JPS, 24 April 2015, pkl 22:20
Orang Manggarai adalah orang yang bangga dengan tanah kelahirannya (kuni agu kalo) sehingga dirasa perlu memberikan nama lain, berupakan predikat yang menggambarkan keindahan, estetika. Terhadap tanah Manggarai, diberi predikat " tana (bumi) congka sae". Congka sae merupakan tarian adat di mana menggunakan pakaian adat (songke, bali belo, selendang). Hemat saya, dengan membaptis nama "bumi songka sae"orang Manggarai menggambarkan diri sebagai seniman / seniwati. Selain itu, Manggarai disebut Nuca Lale. Nama ini memang sebutan asli untuk Manggarai. Nuca =pulau, lale = pohon sukun, jadi Nuca Lale artinya pulau sukun.
JPS, 25 April 2015.
Orang Manggarai adalah makhluk sosial. Ikatan kekeluargaan sangat dekat. Cenderung primordial (kekeluargaan /sukuisme). Hal ini ditentukan oleh jargon "ata de ru /dite (dami) - keluarga sendiri / keluarga kami. Ikatan kekeluargaan ini sering dijadikan modal sosial oleh para politisi. Terkadang kekeluargaan pecah karena pilihan politik yang berbeda.
JPS, 25 April 2015.
Orang Manggarai adalah orang yang menyimbolkan dirinya dengan binatang atau tumbuhan . Simbol binatang misalnya kerbau, musang, tikus, komodo, landak, katak. Dengan tumbuhan misalnya jewawut atau sorgum (mesak,). Berkaitan dengan binatang, kerbau (kaba) menjadi simbol favorit. Ini bisa dilihat dari rumah adat yang di bagian atasnya ada gambar kepala manusia menjunjung lingga (gasing) dan tanduk kerbau. Lingga ini merupakan simbol kelelakian yang dihubungkan dengan tiang utama (siri bongkok) nan koneksi dengan tanah. Siri bongkok itu merupakan simbol wanita. Di sini laki- laki dan wanita menjadi pusat kosmos Manggarai. Dengan simbol ini orang Manggarai digambarkan manusia berotak dan berotot (O2), pemikir dan pekerja. Bukan hanya manusia yang berpikir tetapi sekalian sebagai pekerja. Namun, ada sisi lain, yakni kerakter kerbau yang bergerak lamban, bukan tak mungkin mempengaruhi mentalitas orang Manggarai. Di balik O2 ada L (lamban, lelet). Sebagai pekerja, manusia Manggarai tampak sebagai petarung, tak memilih-milih pekerjaan, kerja kasar sekalipun, sejauh itu halal. Maka tak heran orang Manggarai berpanggang raga menunaikan kerja kasar baik di daerah asal maupun di daerah seberang saat merantau ke berbagai pelosok daerah. Di daerah rantau pekerjaan yang kerap dijabat oleh orang Manggarai adalah sekuriti (keamanan). "Orang Mangarai sebagaimana orang Flores lain kerap berprofesi sebagai 'tentara',' guyon seorang teman asal Jawa. ' Tentara' yang dimaksud di sini adalah satpam (sekuriti). ( VMG - JPS, 16 Juni 2015)

• • • •

#### KERJAKAN BERIKUT INI:
1 > Dapatkah Anda meringkas paragraf yang diawali "Orang Manggarai adalah makhluk sosial" dalam petikan tentang orang Manggarai menjadi daftar poin berisi fakta-fakta utamanya?
2 > Bisakah Anda mengutip persis bagian petikan tentang orang Manggarai dari "Orang Manggarai adalah makhluk" sampai "politik yang berbeda."?
3 > Bisakah Anda melanjutkan petikan tentang orang Manggarai, dimulai setelah kalimat terakhirnya?

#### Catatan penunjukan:
• • • •

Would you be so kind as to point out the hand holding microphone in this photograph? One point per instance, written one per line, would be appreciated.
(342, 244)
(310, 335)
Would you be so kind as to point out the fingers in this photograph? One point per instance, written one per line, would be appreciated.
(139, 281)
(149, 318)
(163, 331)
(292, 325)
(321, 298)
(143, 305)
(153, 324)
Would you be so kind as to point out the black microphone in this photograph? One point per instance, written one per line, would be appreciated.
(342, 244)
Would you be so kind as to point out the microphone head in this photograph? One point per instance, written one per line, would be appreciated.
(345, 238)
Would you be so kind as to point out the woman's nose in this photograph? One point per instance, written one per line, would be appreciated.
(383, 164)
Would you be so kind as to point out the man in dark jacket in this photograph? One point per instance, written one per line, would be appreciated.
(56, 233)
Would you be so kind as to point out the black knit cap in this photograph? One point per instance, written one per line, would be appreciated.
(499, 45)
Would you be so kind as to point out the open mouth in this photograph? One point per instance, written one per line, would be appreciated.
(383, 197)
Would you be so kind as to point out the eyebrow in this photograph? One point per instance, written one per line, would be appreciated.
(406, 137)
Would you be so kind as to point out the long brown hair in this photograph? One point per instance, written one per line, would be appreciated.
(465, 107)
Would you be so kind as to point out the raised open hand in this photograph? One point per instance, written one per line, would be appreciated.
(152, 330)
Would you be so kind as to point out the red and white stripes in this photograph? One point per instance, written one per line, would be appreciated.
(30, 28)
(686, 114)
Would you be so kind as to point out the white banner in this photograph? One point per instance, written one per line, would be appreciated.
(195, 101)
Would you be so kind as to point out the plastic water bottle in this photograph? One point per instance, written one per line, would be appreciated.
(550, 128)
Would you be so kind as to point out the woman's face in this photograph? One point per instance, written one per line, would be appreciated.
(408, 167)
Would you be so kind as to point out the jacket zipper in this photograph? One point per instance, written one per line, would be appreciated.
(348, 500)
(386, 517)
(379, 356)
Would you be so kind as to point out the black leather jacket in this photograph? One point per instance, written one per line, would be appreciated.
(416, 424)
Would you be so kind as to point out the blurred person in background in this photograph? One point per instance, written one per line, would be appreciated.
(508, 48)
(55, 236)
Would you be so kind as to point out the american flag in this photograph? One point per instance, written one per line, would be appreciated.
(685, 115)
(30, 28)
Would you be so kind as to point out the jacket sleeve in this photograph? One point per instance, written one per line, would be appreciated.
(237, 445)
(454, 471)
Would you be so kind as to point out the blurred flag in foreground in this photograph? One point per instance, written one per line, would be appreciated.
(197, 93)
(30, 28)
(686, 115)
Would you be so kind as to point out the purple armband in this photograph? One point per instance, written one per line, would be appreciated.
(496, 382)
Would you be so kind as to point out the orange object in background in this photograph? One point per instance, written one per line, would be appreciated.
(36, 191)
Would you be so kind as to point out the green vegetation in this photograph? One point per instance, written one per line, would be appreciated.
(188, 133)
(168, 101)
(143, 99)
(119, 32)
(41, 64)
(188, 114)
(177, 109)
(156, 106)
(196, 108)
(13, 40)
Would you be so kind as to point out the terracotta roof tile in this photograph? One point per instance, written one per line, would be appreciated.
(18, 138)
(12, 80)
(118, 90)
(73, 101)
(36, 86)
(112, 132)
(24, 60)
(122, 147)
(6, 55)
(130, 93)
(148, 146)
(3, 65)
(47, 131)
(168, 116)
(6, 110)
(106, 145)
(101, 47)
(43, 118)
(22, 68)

• • • •

#### JAWABAN BERURUTAN:
1 >
- Orang Manggarai adalah makhluk sosial dengan ikatan kekeluargaan yang sangat dekat.
- Mereka cenderung primordial (kekeluargaan/sukuisme), ditentukan oleh jargon "ata de ru/dite (dami)", artinya keluarga sendiri/keluarga kami.
- Ikatan kekeluargaan ini sering dijadikan modal sosial oleh para politisi.
- Terkadang kekeluargaan pecah karena pilihan politik yang berbeda.

2 >
Orang Manggarai adalah makhluk sosial. Ikatan kekeluargaan sangat dekat. Cenderung primordial (kekeluargaan /sukuisme). Hal ini ditentukan oleh jargon "ata de ru /dite (dami) - keluarga sendiri / keluarga kami. Ikatan kekeluargaan ini sering dijadikan modal sosial oleh para politisi. Terkadang kekeluargaan pecah karena pilihan politik yang berbeda.

3 >
Simbol binatang lain yang dipakai orang Manggarai adalah katak (pake), musang (kula), landak (rutung). Lalu simbo tumbuhan, misalnya sorgum (mesak miteng / mesak rajong). Simbol-simbol ini berkaitan dengan totem (seki).
JPS, 1 Mei 2015
Orang Manggarai adalah manusia yang menganut fatalisme, hidup ditentukan oleh nasib (wada). Tentang nasib yang tidak baik orang Manggarai mengkomplain (memprotes) bahkan mengumpatnya seperti dalam tuturan goet berikut: wada puka dana, nasib puka dani (nasib sial). Leluhur Manggarai percaya bahwa nasib orang sudah ditentukan ketika dia masih dalam kandungan ibu. Ketika akan dan sedang mengandung, seorang ibu mendapat mimpi tentang calon janin / bayi dalam kandungannya. Mimpi itu mengisahkan tentang bayi, berupa jenis kelamin, usia, kesehatan, kesejahteraan. Hidup setelah melahirkan hanya perwujudn dari apa yang sudah didesain dalam mimpi. Untuk jenis kelamin, bila mimpinya pergi timba air, pakai tabung bambu (gogong) maka itu anak perempuan, bila mimpi pergi timba air dan ketemu keluarga yang memberi parang, itu tanda bahwa bayi itu laki-laki.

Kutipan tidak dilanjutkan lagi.